▶ _Excerpted passage_
-----
Wednesday 20 December 2017

ANDREW McBRIDE interviewed by PAUL BISHOP about THE PEACEMAKER etc.

PAUL BISHOP was kind enough to interview me on his blog. Paul is a 35-year veteran of the Los Angeles Police Department, and was twice honoured as LAPD’s detective of the year. He’s published 15 novels and written numerous scripts for episodic television and feature films. On top of that he keeps a great blog, which he describes as an ‘eclectic mix of pulps, film noir, 60s spy shows and other topics – plus the required book news, articles and promotion.’ Find his blog here:
http://www.paulbishopbooks.com/2017/12/britwest-wrangling-words-with-andrew.html


Here’s the text of his interview:

Andrew McBride is another of the stellar writers continuing the tradition of popular western novels written by British authors. Following the trail-blazing efforts of J.T. Edson, Matt Chisolm, the Piccadilly Cowboys and others, Andrew has seen 6 of his westerns published, all featuring Calvin Taylor as the central character. Happily, Andrew has taken the time to step out of the saddle and join us round the campfire for a chat…

If it was tacked up in the Sheriff’s office, what information would be included on a Wild West wanted poster with your picture on it? (a convoluted way of asking for some bio details about you)

Andrew McBride. Aged about 63. Last seen in Brighton, England. Wanted for writing 6 published western novels: CANYON OF THE DEAD, DEATH WEARS A STAR, DEATH SONG, THE ARIZONA KID, SHADOW MAN and THE PEACEMAKER.
-----
▶ _Recorded data_

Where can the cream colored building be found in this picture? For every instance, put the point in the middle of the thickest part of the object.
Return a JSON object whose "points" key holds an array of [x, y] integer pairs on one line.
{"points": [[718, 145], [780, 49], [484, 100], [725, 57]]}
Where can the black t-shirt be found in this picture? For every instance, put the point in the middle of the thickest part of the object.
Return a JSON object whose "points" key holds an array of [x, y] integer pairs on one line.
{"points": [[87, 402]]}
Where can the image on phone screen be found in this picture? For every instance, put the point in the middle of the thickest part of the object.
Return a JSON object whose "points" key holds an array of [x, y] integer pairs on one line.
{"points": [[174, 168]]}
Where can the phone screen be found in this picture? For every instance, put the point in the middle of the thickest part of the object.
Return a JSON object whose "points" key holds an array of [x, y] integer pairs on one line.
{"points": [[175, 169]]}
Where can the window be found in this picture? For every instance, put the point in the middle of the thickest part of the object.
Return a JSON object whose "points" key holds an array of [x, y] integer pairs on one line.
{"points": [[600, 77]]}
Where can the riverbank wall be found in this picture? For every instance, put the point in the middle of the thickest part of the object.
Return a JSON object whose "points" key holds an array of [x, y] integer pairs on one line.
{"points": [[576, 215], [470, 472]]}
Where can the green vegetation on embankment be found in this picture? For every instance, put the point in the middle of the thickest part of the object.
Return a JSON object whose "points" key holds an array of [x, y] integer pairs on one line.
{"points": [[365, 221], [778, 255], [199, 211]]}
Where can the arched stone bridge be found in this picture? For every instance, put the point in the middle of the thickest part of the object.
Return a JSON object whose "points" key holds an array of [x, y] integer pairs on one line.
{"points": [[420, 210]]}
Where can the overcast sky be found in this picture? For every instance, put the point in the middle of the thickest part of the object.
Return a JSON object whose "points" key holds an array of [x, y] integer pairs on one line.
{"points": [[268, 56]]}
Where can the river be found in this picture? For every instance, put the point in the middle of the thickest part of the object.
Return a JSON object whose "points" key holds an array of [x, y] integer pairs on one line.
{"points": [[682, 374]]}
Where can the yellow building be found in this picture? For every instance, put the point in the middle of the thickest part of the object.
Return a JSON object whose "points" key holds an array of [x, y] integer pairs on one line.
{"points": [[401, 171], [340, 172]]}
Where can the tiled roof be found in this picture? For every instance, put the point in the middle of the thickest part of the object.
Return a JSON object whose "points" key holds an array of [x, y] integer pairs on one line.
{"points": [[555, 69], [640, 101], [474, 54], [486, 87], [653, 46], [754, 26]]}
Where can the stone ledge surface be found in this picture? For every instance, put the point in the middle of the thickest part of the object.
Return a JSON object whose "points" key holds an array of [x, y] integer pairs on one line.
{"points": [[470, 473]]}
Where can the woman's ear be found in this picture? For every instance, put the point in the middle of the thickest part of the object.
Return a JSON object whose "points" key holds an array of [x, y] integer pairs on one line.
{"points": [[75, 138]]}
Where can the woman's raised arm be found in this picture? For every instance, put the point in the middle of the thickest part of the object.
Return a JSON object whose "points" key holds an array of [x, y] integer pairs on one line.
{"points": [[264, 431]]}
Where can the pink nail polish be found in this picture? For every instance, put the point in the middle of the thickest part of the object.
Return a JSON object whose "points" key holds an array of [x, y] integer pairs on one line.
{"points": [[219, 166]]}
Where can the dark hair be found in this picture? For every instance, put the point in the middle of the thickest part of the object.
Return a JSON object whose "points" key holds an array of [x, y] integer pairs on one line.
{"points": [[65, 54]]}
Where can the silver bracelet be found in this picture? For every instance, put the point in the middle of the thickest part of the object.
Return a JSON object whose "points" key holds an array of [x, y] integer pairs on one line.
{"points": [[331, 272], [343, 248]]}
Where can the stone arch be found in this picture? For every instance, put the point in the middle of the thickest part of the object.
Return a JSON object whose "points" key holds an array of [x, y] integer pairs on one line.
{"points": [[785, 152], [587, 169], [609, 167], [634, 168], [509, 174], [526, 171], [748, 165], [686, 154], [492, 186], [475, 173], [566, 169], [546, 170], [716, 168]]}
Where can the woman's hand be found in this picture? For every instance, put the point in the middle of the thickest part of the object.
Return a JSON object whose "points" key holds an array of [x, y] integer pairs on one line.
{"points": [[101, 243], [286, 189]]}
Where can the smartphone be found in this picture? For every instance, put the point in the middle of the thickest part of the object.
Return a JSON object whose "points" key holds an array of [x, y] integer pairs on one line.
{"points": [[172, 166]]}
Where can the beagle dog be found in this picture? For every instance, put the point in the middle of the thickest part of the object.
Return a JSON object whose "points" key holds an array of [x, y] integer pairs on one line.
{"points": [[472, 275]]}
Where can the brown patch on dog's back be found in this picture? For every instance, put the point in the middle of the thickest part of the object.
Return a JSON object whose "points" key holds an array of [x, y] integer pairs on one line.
-----
▶ _Task A_
Answer these questions about the blog post featuring Andrew McBride's interview:
(i) How many years did Paul Bishop serve with the Los Angeles Police Department?
(ii) Which character is central to all of Andrew McBride's published westerns?
(iii) Where was Andrew McBride last seen, according to his wanted-poster reply?
▶ _Task B_
Extend the blog post featuring Andrew McBride's interview, starting right after its final sentence.

▶ _Task result A_
(i) 35 years
(ii) Calvin Taylor
(iii) Brighton, England

▶ _Task result B_
What was your introduction to Westerns—movies, TV, or books?

TV. I made a schoolboy friend in 1967 and his family had the new TV channel BBC 2 so I used to go round to his house to watch that. One of its signature shows was the new TV Western series ‘The High Chaparral’ which immediately impressed me with its grittiness, authenticity and location photography – I fell in love with the physical beauty of Southern Arizona. I’ve blogged about my appreciation for the HC. My latest western THE PEACEMAKER is partly based on a HC episode, so it’s sort of my homage to the show, a mere 49 years later. The HC kicked off my love for western movies, particularly those starring John Wayne and/or directed by John Ford.


What was the first Western you read?

I’m probably remembering this too neatly but watching the HC with my schoolboy pal sparked an interest in western history and Native American culture. He got interested in the historical background to the show too and was reading a novel called ‘Broken Arrow’ which was a junior version of Elliot Arnold’s great novel ‘Blood Brother.’ This is all about the great Apache chief Cochise. I read it and nearly half a century finally wrote my own novel with Cochise in it - THE PEACEMAKER. When I was in my early 20s, another pal turned me onto the McAllister westerns by Matt Chisolm and started me off reading westerns regularly – people like Gordon Shirreffs, Will Henry, Fred Grove and Robert MacLeod.   



What was it about the genre you found compelling enough for you to want to write a Western?

I’ve always been drawn to adventure stories set outdoors. I can’t see myself writing an urban novel. I like having my characters tested by the struggle to survive in a wilderness. For me westerns ticked every box – they not only had conflict and action in plenty but also strong dramatic tension because they’re essentially morality plays about the fight between right and wrong.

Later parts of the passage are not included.